§ **INPUT**:
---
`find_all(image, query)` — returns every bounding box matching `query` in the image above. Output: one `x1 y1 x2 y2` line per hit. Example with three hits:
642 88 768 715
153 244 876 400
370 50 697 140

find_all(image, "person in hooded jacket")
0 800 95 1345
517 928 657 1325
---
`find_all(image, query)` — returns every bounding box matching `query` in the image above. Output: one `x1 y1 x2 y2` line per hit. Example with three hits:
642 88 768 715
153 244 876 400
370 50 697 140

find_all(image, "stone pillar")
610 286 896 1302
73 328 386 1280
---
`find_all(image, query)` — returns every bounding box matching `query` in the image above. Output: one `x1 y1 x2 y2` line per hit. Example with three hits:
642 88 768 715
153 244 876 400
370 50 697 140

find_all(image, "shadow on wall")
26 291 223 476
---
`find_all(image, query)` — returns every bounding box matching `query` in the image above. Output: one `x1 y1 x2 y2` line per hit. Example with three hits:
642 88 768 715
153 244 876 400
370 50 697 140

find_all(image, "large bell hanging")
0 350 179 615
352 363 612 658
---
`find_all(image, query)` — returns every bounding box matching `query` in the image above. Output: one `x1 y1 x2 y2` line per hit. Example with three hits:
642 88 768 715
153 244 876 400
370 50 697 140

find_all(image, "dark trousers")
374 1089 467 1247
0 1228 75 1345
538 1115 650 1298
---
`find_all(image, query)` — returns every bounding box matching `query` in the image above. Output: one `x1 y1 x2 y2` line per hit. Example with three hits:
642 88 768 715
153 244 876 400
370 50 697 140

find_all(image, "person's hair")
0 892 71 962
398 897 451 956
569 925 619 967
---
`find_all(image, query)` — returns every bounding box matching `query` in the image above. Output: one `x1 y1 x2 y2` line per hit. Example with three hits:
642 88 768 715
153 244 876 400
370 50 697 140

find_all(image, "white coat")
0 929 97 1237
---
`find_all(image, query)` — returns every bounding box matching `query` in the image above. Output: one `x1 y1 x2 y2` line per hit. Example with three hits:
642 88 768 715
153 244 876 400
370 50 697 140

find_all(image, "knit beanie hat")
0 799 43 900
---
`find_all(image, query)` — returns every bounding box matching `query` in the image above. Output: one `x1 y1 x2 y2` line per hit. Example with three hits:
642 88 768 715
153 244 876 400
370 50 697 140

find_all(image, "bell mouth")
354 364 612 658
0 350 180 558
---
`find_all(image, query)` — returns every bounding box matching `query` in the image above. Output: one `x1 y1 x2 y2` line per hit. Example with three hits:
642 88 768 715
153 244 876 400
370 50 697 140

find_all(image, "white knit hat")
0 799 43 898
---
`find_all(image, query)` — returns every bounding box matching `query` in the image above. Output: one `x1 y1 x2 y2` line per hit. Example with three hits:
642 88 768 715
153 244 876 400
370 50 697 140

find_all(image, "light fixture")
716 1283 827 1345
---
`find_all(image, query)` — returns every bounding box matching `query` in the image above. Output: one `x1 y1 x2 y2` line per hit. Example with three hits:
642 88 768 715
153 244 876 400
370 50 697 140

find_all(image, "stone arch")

§ **WHAT IS REQUIRED**:
Could you give all of the data above again, changing every "bounding box" to "enclosing rectangle" and leaving everything else the same?

§ **TASK RESULT**:
---
`find_all(image, query)` — returns every enclosing rectangle matching `query` in the image above. Output: one `x1 y1 x2 y2` line per hit. Example with three hits:
642 88 768 715
153 244 876 400
370 50 697 140

find_all(image, "person in hooded jacket")
0 800 95 1345
517 928 657 1325
---
`find_all(image, query)` — returns every enclosing rectangle matching `query` in the image above. Output: one `x1 y1 x2 y2` line per hit. Example with three hits:
642 88 768 715
153 244 876 400
370 50 697 140

find_all(image, "stone pillar")
610 286 896 1302
73 328 386 1280
---
`find_all(image, query)` — returns every enclosing rectangle matching `query` in the image above. Output: one `x1 y1 x2 y2` line per hit. Example with three hits:
642 88 768 715
153 244 876 400
370 50 697 140

find_all(image, "shadow on wall")
26 291 223 476
---
`find_all(image, query)` — returns every enclosing rectangle matching `query` in the image above. Output: one `x1 y1 x2 y2` line per hit. Example with three hits:
642 88 768 715
153 244 876 400
370 50 697 140

find_all(image, "large bell hanging")
0 350 179 615
352 363 612 658
---
`find_all(image, query)` — returns every enclosing rectangle matching `query` in the image above. Output: one `x1 y1 x2 y2` line per hit. Example with three hits:
642 88 768 715
153 244 876 400
370 50 697 140

find_all(image, "dark trousers")
374 1089 467 1247
0 1228 75 1345
538 1115 650 1298
---
`find_all(image, query)` — returns every enclosing rectangle matching `query` in the image above. Output: one `x1 y1 x2 y2` line per hit. Example with three hits:
642 88 768 715
153 244 876 400
370 50 697 140

find_all(image, "person's hair")
0 892 71 962
398 897 451 956
569 925 619 967
---
`find_all(image, query)` — returns every enclosing rectangle matching `query` in the image above. Output: one `x1 y1 x2 y2` line per hit. Example with three hits:
642 88 768 715
153 244 876 400
370 50 697 140

find_all(image, "white coat")
0 929 97 1237
---
`find_all(image, query)` — returns every enclosing rectangle matching `query` in the image above. Output: one `x1 y1 x2 y2` line per hit. Example with three hits:
642 88 768 715
153 244 876 400
370 50 697 140

find_all(image, "knit beanie hat")
0 799 43 900
---
`find_all(image, query)` — returns every enclosing rectangle matching `query` in the image above. Output: one `x1 y1 x2 y2` line per hit. Example with three hits:
642 88 768 715
153 244 876 400
370 50 697 140

find_all(image, "bell mouth")
354 364 612 658
0 350 180 558
---
`find_all(image, query)` — returns every enclosing rectangle matching `query` in the image above. Output: one `x1 y1 x2 y2` line per hit. Example with three hits:
642 88 768 715
153 244 876 400
370 50 697 140

find_all(image, "white knit hat")
0 799 43 898
---
`find_all(image, query)` — returns every enclosing rectangle matching `query` in the image above. Output: one `x1 y1 x2 y2` line per hit. Example with three hits:
642 88 768 715
153 244 876 400
370 50 697 140

find_all(image, "light fixture")
716 1283 827 1345
---
`find_all(image, query)` — returns every enclosing rectangle matching `query` in the image above. Output: one `x1 y1 x2 y2` line per hit. Example with three hits:
642 88 768 715
153 244 876 400
370 50 697 140

find_all(image, "stone arch")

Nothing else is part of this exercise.